**演習課題**
読む文章の「まずリーダーが一人立つ。」で始まる箇所で、リーダーの行動として挙げられているものをすべて書き出してください。

**読む文章**
● ● ● ● ● ● ●

2007年9月12日 聖教新聞 新時代第10回本部幹部会での名誉会長のスピーチ-3

2007年9月12日 聖教新聞
新時代第10回本部幹部会での名誉会長のスピーチ-3

 また、中国の周恩来総理とは、1974年12月5日、北京で会見した。
 当時、周総理は病床に伏しておられた。医者からも、会見を止められていたそうだ。そのなかで、総理は、無理を押して、私と会ってくださった。
 〈周総理の夫人・●(とう)穎超女史は、このときのことを述懐している。「恩来同志は言いました。『池田
会長には、どんなことがあっても会わねばならない』と」〉
 社会の指導者にとって最も大切なことは何か──この点について、周総理は語っておられる。
 それは、「革命的な熱意をもち、覇気にみち、意気ごみに燃えることである」と(中共中央文献編集委
員会編・中共中央ML著作編訳局訳『周恩来選集(1949年~1975年)』外文出版社)。
 その通りである。
 真剣に、そして真面目に働くリーダーにこそ、人々は信頼を寄せる。
 指導者が"人を動かそう""何かを人にやらせよう"というような、人まかせの無責任な態度であれば、人々の心は離れていく。
 まずリーダーが一人立つ。一心不乱に働く。友に尽くし抜く。
 そこにこそ、新時代の指導者像がある。

● ● ● ● ● ● ●

**抽出データ**
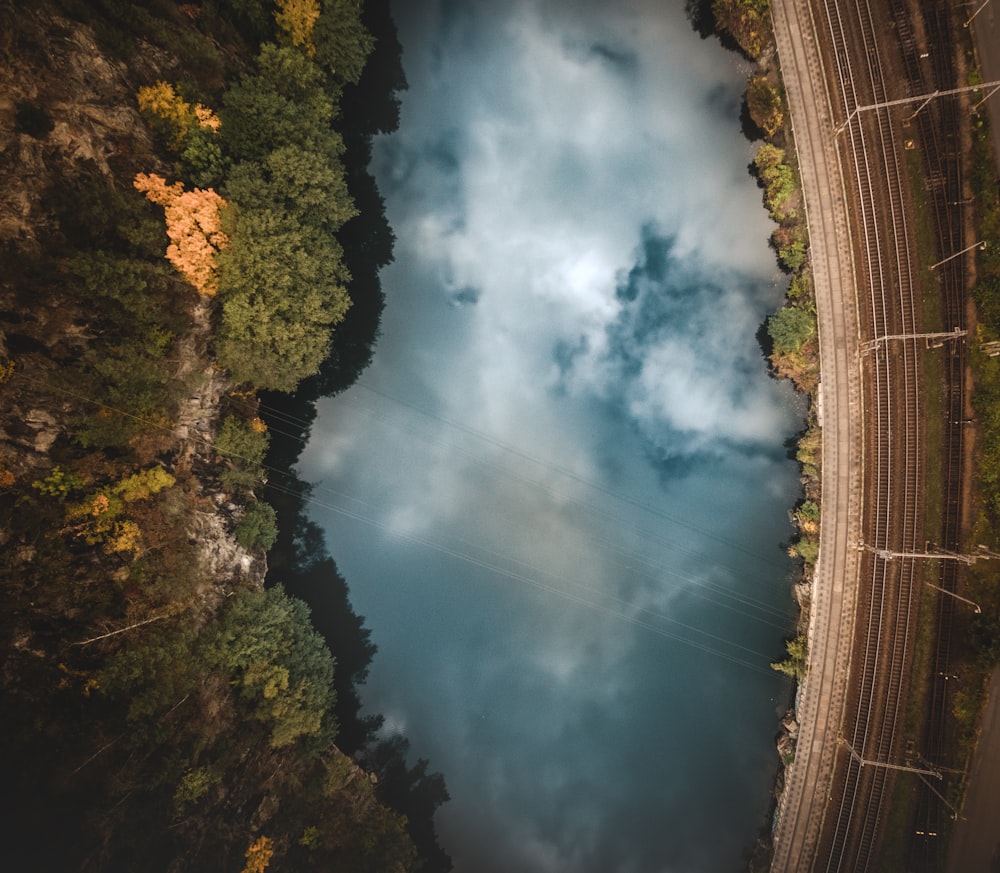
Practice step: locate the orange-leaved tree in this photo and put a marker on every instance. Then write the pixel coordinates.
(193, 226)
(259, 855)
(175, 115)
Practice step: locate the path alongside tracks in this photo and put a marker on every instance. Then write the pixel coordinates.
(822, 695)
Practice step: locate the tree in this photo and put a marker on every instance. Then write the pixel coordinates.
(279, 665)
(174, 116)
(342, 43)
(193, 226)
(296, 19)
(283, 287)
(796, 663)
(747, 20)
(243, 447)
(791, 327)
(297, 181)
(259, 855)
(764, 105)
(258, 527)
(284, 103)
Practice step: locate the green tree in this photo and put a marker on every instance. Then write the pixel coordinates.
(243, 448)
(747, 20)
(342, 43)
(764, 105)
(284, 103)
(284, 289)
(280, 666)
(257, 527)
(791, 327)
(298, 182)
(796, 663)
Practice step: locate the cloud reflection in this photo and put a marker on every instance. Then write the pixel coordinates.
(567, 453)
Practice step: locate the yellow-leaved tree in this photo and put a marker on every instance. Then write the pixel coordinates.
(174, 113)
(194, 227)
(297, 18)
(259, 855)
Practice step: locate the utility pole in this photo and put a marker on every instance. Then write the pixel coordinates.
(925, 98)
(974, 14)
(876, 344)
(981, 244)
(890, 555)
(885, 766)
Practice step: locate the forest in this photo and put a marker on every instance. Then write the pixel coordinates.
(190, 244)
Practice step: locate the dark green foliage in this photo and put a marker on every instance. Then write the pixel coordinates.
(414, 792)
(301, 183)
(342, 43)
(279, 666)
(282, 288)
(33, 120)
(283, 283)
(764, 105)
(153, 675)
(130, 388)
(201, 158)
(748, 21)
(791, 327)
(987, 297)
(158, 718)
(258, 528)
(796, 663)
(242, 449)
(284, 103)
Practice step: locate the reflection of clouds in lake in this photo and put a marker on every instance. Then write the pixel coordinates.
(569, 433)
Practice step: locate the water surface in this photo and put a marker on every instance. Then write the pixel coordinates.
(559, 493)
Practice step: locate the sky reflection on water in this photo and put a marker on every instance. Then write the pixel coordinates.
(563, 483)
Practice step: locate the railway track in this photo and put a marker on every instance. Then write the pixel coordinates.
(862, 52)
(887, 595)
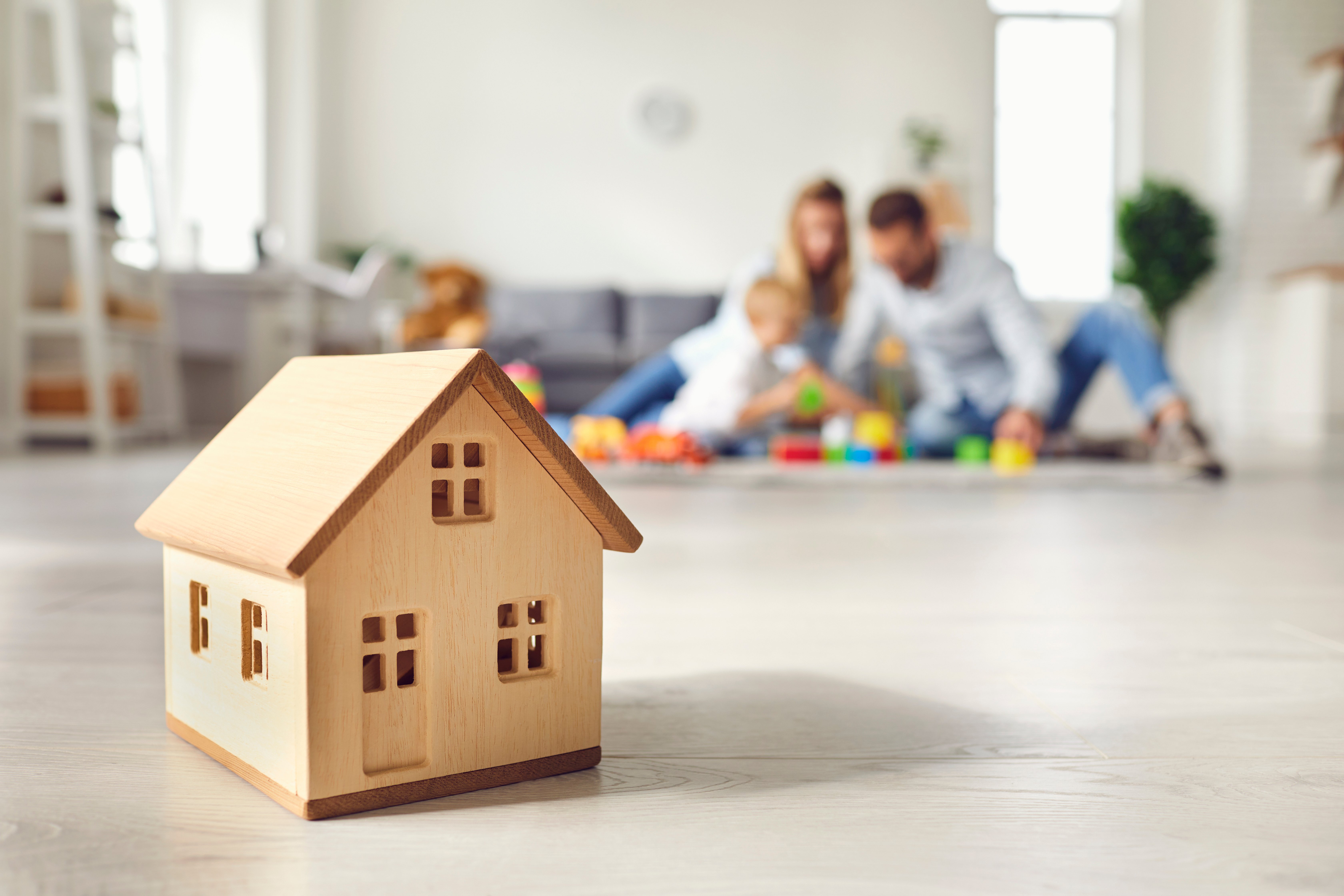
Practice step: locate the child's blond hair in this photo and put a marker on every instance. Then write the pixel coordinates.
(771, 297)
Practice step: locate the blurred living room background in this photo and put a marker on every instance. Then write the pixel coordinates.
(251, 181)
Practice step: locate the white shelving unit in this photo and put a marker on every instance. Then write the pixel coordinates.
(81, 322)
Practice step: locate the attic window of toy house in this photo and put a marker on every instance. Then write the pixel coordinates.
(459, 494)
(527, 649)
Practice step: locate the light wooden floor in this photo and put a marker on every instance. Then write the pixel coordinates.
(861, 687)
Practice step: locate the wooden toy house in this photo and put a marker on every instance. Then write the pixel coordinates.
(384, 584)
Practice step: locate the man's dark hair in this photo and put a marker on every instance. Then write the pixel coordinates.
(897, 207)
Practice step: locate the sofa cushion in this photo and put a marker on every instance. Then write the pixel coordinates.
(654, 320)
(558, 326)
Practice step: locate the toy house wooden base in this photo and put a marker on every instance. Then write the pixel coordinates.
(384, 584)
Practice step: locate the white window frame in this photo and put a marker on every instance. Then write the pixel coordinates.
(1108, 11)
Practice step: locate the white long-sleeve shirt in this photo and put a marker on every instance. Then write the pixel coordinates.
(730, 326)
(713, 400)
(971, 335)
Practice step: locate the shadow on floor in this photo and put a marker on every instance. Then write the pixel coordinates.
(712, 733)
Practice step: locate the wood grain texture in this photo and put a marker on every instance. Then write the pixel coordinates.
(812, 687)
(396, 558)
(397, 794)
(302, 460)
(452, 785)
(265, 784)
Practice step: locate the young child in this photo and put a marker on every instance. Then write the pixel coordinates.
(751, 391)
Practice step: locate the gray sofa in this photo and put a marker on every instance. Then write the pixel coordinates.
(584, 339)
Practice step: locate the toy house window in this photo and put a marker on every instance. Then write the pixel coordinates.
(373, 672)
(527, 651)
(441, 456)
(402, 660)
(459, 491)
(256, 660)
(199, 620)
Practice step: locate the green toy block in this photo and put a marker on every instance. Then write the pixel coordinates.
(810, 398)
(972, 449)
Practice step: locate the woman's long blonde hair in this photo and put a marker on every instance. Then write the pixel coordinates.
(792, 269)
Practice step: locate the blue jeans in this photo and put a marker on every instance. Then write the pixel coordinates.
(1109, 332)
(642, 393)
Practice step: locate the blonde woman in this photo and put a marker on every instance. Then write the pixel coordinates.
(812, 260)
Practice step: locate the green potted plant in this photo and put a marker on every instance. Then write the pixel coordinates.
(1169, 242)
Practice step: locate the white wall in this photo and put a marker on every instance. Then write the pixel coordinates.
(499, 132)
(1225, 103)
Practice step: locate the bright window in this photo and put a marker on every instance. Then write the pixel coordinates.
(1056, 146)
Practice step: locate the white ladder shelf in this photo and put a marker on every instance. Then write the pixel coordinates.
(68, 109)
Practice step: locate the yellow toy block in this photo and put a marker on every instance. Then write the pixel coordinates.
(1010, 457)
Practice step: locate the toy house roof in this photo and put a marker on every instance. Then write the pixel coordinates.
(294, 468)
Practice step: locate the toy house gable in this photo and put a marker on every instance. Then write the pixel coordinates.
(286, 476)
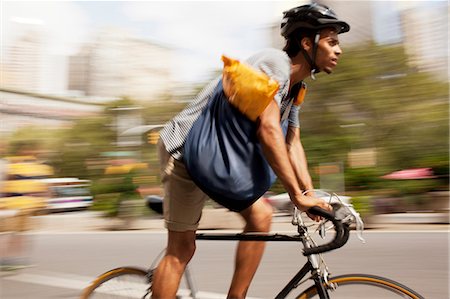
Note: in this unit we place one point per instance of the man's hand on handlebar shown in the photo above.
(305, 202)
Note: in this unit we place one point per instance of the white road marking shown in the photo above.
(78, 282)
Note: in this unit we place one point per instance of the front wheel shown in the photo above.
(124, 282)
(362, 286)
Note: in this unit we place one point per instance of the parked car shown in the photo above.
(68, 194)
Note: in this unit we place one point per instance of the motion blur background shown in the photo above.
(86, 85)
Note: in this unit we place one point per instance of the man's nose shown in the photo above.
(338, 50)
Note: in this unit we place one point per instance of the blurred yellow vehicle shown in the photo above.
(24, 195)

● ● ● ● ● ● ●

**課題の結果**
・一人立つ
・一心不乱に働く
・友に尽くし抜く